## Selected extract
━━━━━━━━━━━━━━━━━━━━━━━━━━━━━━
The Ninth Circuit recently reached a split decision in the antitrust litigation relating to the hypertension drug Hytrin. First, it affirmed a jury decision that had found no liability arising out of a patent settlement between Abbott Laboratories, Inc. and a generic drug manufacturer that included a so-called reverse payment. Second, it reversed the lower court’s award of summary judgment for Abbott on the antitrust plaintiff’s Walker Process claim.  

In 1996, Abbott sued Geneva Pharmaceuticals Technology Corporation, accusing the generic manufacturer of infringing on Abbott’s Hytrin patent when it sought FDA approval to market a generic version of the drug. Two years later, while the litigation was still pending, the parties entered into an interim settlement whereby Abbott agreed to pay Geneva $4.5 million per month in exchange for Geneva’s promise not to market its generic version of Hytrin until the patent case was resolved. A district court held Abbott’s patent invalid later that year, and the Federal Circuit affirmed. Geneva launched its generic equivalent of Hytrin within weeks of the Federal Circuit’s decision.  

Antitrust litigation was subsequently filed against Abbott and Geneva by several plaintiffs, alleging that the interim patent settlement unlawfully delayed Geneva’s entry into the market and thus violated the antitrust laws. The antitrust plaintiffs also alleged that Abbott engaged in monopolization by means of supposed sham litigation and fraud before the PTO (often called a “Walker Process” claim after the decision in Walker Process Equipment, Inc. v. Food Machinery & Chemical Corp.). The district court awarded Abbott summary judgment on the monopolization claims on Noerr-Pennington grounds, but also found that the reverse payments constituted a per se violation of the antitrust laws. (At that point, all plaintiffs except Kaiser Foundation Health Plan, Inc. settled their reverse payment claims.) However, following a trial on the issues of causation and damages for the reverse payment claim, a jury decided that the settlement had not delayed Geneva’s entry into the market because Geneva’s generic Hytrin product was not yet ready to be sold, and that the remaining plaintiff therefore had suffered no injury. The plaintiff appealed both the summary judgment and the jury’s verdict.
━━━━━━━━━━━━━━━━━━━━━━━━━━━━━━
## Set of tasks
(a) Summarize the text on the Hytrin antitrust litigation in two sentences.
(b) According to the text on the Hytrin antitrust litigation, how much did Abbott agree to pay Geneva under the interim settlement?
(c) Pick up the text on the Hytrin antitrust litigation right after its final sentence and keep it going.

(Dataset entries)
━━━━━━━━━━━━━━━━━━━━━━━━━━━━━━
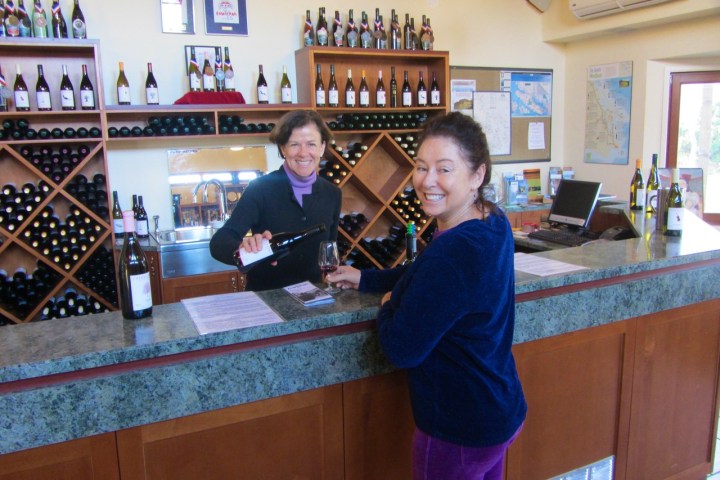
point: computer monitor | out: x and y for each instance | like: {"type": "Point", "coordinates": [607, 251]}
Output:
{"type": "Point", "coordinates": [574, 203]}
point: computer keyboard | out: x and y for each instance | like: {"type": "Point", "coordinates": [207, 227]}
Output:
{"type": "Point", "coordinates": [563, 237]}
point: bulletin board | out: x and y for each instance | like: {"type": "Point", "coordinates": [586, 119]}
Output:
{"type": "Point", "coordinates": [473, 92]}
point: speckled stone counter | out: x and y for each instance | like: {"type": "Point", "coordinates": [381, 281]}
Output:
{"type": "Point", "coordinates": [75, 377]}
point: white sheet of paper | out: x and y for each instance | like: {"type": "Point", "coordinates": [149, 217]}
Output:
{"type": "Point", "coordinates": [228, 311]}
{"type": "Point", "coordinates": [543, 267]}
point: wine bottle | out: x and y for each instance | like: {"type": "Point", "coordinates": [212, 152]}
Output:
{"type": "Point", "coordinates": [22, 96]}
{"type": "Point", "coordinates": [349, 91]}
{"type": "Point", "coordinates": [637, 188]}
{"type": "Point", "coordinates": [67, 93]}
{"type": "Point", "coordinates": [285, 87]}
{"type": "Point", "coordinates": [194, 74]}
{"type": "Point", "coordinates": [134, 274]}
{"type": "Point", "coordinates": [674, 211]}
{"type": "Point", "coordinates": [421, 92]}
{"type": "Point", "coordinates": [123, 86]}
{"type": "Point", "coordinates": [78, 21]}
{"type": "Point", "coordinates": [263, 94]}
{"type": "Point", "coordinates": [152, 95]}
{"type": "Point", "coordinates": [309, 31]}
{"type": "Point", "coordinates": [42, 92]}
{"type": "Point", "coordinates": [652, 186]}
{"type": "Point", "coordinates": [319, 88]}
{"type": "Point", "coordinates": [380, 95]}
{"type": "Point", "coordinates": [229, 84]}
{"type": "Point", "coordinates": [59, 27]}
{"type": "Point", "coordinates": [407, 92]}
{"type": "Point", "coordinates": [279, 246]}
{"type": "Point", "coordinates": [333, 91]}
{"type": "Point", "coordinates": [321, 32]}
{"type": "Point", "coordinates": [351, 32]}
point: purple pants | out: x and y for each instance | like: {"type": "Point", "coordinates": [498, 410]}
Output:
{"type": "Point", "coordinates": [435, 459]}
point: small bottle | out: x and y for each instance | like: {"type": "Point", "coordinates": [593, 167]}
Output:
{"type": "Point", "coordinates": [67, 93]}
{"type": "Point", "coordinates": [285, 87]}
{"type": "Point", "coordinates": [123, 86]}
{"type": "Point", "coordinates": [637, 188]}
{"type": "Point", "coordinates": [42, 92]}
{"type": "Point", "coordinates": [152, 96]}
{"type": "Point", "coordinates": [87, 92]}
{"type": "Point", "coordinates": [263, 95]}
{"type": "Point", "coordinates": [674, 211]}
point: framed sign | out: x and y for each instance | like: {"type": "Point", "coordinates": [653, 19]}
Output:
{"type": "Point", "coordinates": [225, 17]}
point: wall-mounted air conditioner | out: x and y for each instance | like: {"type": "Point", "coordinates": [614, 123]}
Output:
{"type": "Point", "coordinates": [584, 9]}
━━━━━━━━━━━━━━━━━━━━━━━━━━━━━━
## Outputs by task
(a) The Ninth Circuit affirmed a jury verdict finding no liability from Abbott's patent settlement with generic maker Geneva, which included a reverse payment, but it reversed the summary judgment for Abbott on the Walker Process claim. The dispute arose after Abbott agreed to pay Geneva $4.5 million per month to keep its generic Hytrin off the market while patent litigation was pending, the patent was later held invalid, and a jury found the settlement caused no delay because Geneva's product was not yet ready to be sold.

(b) $4.5 million per month.

(c)
The Ninth Circuit affirmed the jury’s verdict on the reverse payment claim (upholding several evidentiary rulings), and agreed with the lower court’s finding that the plaintiff had failed to produce sufficient evidence to go to trial on its sham litigation claim. The appellate court disagreed, however, with the lower court’s conclusion that the plaintiff was not entitled to go to trial on its claim of Walker Process fraud. The Ninth Circuit rejected the district court’s finding that the plaintiff “did not present ‘any evidence’ that there was an intent to deceive or that, in the absence of the deceit, the patent would nonetheless have issued,” citing the plaintiff’s arguments that Abbott had (a) failed to provide the patent examiner with an English translation of an earlier Japanese patent application, and (b) neglected to mention a relevant decision by the U.S. Court of Appeals for the Federal Circuit in its application for the Hytrin patent. The court found this evidence sufficient to entitle the antitrust plaintiff to proceed to trial on the Walker Process claim.